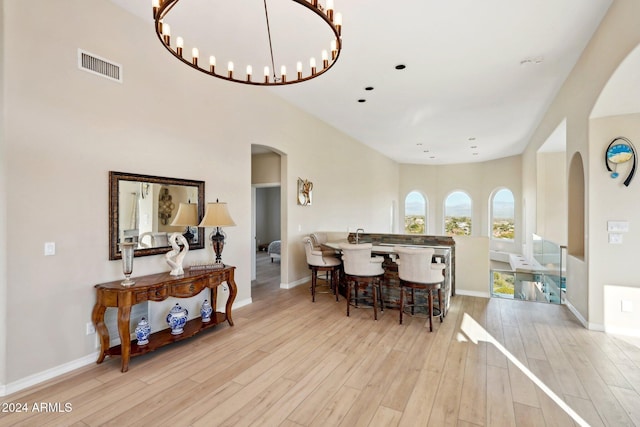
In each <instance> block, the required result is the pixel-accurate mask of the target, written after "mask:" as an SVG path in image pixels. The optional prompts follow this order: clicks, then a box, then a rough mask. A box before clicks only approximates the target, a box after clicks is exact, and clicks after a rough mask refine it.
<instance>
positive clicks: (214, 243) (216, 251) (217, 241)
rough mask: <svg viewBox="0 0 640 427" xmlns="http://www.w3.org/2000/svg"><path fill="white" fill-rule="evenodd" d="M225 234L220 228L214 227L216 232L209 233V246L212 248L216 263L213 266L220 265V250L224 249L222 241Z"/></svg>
mask: <svg viewBox="0 0 640 427" xmlns="http://www.w3.org/2000/svg"><path fill="white" fill-rule="evenodd" d="M225 237H227V236H225V234H224V232H223V231H222V229H221V228H220V227H216V232H215V233H211V245H212V246H213V251H214V252H215V254H216V262H215V264H220V265H222V266H223V267H224V264H222V250H223V249H224V239H225Z"/></svg>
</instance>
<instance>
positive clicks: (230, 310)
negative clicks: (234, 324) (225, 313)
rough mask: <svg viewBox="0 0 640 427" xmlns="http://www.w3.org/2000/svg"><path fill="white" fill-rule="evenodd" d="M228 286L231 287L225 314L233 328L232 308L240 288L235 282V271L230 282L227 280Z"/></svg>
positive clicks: (229, 291)
mask: <svg viewBox="0 0 640 427" xmlns="http://www.w3.org/2000/svg"><path fill="white" fill-rule="evenodd" d="M227 284H228V285H229V298H227V304H226V306H225V312H226V316H227V322H229V326H233V319H232V318H231V307H232V306H233V301H234V300H235V299H236V294H237V293H238V287H237V286H236V282H235V280H233V271H232V272H231V274H230V277H229V280H227Z"/></svg>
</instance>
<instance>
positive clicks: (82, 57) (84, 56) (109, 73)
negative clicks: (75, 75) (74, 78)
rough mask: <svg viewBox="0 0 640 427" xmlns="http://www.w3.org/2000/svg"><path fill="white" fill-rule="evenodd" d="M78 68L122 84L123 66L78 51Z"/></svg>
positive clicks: (85, 51)
mask: <svg viewBox="0 0 640 427" xmlns="http://www.w3.org/2000/svg"><path fill="white" fill-rule="evenodd" d="M78 68H80V69H81V70H84V71H87V72H89V73H92V74H96V75H98V76H101V77H104V78H107V79H109V80H112V81H116V82H119V83H122V66H121V65H120V64H116V63H115V62H111V61H108V60H106V59H104V58H100V57H99V56H97V55H94V54H92V53H89V52H86V51H84V50H82V49H78Z"/></svg>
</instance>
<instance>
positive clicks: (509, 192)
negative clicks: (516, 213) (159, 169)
mask: <svg viewBox="0 0 640 427" xmlns="http://www.w3.org/2000/svg"><path fill="white" fill-rule="evenodd" d="M515 210H516V208H515V199H514V198H513V193H512V192H511V190H509V189H507V188H503V189H501V190H498V191H496V192H495V193H494V194H493V200H492V201H491V215H490V218H491V238H492V239H506V240H513V239H514V237H515V232H516V229H515V224H516V222H515Z"/></svg>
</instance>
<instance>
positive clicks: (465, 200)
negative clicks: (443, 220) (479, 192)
mask: <svg viewBox="0 0 640 427" xmlns="http://www.w3.org/2000/svg"><path fill="white" fill-rule="evenodd" d="M471 212H472V209H471V197H469V195H468V194H467V193H465V192H464V191H454V192H453V193H451V194H449V196H448V197H447V199H446V200H445V202H444V232H445V234H446V235H447V236H470V235H471Z"/></svg>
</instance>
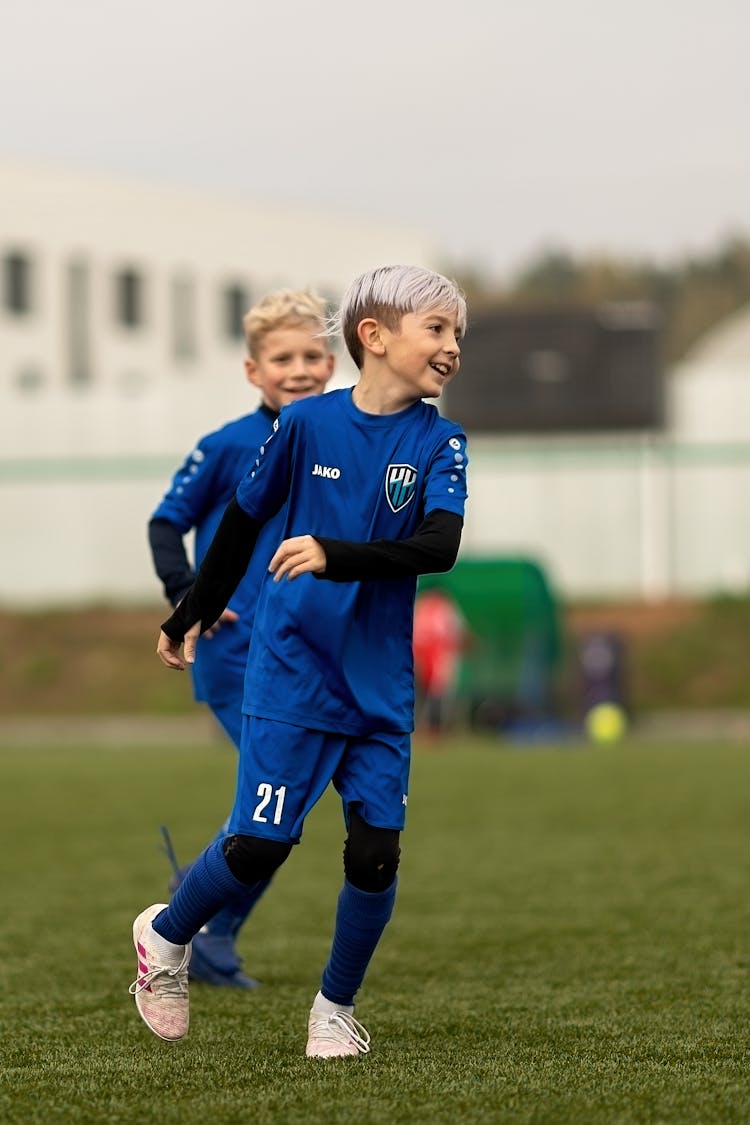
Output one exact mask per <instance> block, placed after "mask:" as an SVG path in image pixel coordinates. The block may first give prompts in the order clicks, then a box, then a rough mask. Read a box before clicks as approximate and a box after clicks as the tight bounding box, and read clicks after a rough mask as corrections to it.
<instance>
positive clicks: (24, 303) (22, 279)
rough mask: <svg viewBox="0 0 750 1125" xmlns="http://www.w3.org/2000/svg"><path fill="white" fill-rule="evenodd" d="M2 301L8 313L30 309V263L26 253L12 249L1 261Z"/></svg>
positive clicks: (30, 300) (26, 312)
mask: <svg viewBox="0 0 750 1125" xmlns="http://www.w3.org/2000/svg"><path fill="white" fill-rule="evenodd" d="M2 272H3V290H4V291H3V302H4V306H6V308H7V309H8V312H9V313H18V314H21V313H30V311H31V263H30V261H29V259H28V258H27V257H26V254H21V253H18V252H17V251H12V252H11V253H9V254H6V257H4V259H3V262H2Z"/></svg>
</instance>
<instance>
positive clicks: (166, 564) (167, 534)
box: [148, 516, 196, 605]
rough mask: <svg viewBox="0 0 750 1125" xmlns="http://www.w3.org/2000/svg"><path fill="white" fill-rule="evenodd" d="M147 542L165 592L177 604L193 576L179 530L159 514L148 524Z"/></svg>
mask: <svg viewBox="0 0 750 1125" xmlns="http://www.w3.org/2000/svg"><path fill="white" fill-rule="evenodd" d="M148 544H150V547H151V556H152V558H153V561H154V570H155V571H156V575H157V576H159V577H160V578H161V580H162V584H163V586H164V593H165V594H166V597H168V598H169V601H170V602H171V603H172V605H177V604H178V602H179V601H180V598H181V597H183V595H184V594H186V592H187V591H188V589H189V588H190V586H191V585H192V583H193V582H195V578H196V574H195V571H193V569H192V567H191V566H190V561H189V559H188V553H187V551H186V549H184V542H183V540H182V534H181V532H180V529H179V528H177V526H175V525H174V524H173V523H172V522H171V521H170V520H165V519H163V517H162V516H160V517H157V519H155V520H152V521H151V522H150V524H148Z"/></svg>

+-------+

What needs to be done – Rewrite the data from its first line through the line containing "positive clicks: (214, 243)", swapping "rough mask" for "coarse mask" and keeping everything else unchanged. Omit the picture from your answer.

Answer section –
In each <instance> block, the required result is the pixel-accurate mask of the target, written after "mask:" as an SVG path in image pixels. The optional prompts follow this order: clicks, then a box, then a coarse mask. A box before clicks only approximates the target, a box after clicks is exact, and clicks after a coarse mask refine it.
<instance>
positive clicks: (214, 243) (216, 251) (217, 241)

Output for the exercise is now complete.